* _WHAT IS NEEDED_: Count the lines in the records below that contain the string "post", and reply with only that number.

==============================

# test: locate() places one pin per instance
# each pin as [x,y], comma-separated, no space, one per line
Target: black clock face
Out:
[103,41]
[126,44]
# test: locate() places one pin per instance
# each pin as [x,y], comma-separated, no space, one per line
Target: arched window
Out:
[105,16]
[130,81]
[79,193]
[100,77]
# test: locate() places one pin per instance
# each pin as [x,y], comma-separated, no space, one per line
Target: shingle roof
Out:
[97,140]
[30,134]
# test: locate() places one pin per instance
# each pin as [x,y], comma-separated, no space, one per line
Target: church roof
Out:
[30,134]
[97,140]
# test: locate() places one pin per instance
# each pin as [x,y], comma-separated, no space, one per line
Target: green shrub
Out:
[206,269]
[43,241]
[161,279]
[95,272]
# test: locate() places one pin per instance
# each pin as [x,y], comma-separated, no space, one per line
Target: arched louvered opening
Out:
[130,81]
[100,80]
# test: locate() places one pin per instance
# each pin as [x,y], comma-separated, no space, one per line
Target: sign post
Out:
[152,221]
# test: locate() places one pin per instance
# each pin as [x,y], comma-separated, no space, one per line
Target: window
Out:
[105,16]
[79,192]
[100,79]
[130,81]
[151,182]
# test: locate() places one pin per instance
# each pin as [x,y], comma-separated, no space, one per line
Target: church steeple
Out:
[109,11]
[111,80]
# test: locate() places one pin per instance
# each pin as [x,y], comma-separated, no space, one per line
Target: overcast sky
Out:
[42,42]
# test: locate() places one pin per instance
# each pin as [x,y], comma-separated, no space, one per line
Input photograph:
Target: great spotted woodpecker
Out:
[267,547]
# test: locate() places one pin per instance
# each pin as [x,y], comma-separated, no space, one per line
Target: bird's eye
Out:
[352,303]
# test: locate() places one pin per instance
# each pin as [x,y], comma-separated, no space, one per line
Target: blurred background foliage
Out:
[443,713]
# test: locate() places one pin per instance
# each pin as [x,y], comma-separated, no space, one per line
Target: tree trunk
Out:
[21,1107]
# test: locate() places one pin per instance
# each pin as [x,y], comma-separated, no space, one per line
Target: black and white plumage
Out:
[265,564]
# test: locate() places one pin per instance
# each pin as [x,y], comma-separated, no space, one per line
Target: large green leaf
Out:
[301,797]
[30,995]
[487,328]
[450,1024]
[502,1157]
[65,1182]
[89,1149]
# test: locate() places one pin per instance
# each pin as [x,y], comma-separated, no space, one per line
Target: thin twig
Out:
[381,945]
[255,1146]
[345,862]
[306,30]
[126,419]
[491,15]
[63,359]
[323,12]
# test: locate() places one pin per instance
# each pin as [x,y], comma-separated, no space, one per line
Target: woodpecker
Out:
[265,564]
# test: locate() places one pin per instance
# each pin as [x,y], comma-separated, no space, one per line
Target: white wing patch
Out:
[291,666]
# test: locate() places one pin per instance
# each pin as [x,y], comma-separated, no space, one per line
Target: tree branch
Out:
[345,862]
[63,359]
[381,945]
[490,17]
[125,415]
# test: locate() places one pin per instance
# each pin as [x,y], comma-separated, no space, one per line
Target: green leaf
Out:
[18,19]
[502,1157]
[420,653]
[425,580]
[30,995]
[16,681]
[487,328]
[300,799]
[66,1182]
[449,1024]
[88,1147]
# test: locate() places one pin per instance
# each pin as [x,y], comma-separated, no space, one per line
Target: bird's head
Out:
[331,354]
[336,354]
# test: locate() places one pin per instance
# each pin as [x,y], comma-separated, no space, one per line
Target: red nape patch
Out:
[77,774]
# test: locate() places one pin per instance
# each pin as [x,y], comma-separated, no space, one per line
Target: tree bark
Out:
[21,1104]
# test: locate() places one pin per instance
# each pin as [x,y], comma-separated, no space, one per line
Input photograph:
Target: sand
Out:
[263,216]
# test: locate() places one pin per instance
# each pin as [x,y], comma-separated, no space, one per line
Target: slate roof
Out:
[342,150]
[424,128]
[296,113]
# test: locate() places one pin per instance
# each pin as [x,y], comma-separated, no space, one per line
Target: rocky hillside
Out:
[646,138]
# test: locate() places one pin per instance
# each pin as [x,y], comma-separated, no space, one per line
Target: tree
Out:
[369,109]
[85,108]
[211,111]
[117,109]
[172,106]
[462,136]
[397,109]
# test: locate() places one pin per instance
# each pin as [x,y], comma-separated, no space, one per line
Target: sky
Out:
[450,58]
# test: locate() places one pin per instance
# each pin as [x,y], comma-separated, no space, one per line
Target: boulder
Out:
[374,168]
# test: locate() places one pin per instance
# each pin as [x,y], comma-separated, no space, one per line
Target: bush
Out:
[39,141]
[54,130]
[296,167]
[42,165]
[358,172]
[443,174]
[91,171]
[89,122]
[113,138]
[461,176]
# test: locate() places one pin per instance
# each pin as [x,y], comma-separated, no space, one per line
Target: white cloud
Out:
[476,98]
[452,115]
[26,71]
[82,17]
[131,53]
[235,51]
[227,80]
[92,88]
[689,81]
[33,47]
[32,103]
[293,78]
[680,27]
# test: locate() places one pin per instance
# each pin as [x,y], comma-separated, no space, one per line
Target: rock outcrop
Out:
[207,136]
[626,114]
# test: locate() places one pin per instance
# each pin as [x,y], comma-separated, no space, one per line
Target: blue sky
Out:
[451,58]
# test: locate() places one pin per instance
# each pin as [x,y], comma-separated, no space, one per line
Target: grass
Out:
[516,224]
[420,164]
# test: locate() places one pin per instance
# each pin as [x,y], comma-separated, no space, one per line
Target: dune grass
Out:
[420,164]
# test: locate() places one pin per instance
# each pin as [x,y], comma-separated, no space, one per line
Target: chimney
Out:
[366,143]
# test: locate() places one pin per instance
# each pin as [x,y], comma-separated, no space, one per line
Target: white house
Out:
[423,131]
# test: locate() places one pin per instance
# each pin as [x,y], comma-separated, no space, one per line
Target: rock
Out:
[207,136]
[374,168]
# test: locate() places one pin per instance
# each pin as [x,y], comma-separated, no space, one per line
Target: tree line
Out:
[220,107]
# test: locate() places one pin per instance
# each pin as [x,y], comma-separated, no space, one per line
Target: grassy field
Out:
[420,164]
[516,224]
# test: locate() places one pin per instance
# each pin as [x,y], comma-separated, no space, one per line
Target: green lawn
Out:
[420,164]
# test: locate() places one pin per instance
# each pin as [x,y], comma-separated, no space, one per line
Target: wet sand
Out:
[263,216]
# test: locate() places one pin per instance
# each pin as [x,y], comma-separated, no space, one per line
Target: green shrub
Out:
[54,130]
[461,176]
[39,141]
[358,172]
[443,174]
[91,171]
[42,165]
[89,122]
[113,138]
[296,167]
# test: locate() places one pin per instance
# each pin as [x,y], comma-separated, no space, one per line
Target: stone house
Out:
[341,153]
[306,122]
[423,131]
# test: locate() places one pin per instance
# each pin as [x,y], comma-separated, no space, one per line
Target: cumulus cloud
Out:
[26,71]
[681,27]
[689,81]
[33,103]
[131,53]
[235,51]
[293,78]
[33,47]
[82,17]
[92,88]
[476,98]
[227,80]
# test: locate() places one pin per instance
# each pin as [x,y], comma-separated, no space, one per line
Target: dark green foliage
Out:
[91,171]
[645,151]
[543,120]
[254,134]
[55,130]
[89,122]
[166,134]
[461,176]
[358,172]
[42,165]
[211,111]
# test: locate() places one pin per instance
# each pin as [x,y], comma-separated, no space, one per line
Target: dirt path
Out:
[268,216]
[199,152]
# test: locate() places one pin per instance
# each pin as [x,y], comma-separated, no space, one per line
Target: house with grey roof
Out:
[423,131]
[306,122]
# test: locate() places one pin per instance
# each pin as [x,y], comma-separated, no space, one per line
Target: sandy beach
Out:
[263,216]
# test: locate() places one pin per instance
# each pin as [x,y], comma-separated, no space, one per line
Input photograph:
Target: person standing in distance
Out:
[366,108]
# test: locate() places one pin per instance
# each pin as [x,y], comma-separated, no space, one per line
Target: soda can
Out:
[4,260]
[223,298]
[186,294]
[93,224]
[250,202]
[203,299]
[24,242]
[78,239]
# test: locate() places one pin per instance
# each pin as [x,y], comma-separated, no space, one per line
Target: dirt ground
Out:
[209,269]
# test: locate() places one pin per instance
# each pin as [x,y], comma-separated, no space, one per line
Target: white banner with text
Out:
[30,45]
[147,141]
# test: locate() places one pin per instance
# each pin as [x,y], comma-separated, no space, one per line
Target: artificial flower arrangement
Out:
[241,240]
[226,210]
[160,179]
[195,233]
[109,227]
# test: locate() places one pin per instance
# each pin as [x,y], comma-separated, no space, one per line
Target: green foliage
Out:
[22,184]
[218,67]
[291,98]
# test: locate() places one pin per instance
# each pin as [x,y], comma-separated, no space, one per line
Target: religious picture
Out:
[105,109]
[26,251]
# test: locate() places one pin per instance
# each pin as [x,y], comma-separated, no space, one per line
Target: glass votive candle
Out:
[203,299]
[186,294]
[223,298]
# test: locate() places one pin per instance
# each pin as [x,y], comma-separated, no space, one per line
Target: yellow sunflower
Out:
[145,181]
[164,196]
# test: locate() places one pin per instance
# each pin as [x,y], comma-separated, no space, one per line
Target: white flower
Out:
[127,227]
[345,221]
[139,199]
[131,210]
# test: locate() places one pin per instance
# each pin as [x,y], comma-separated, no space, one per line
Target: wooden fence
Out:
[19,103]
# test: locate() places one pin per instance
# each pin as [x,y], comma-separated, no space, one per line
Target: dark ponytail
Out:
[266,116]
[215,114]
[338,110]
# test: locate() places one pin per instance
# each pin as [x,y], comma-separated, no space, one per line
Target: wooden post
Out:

==============================

* _TASK RESPONSE_: 2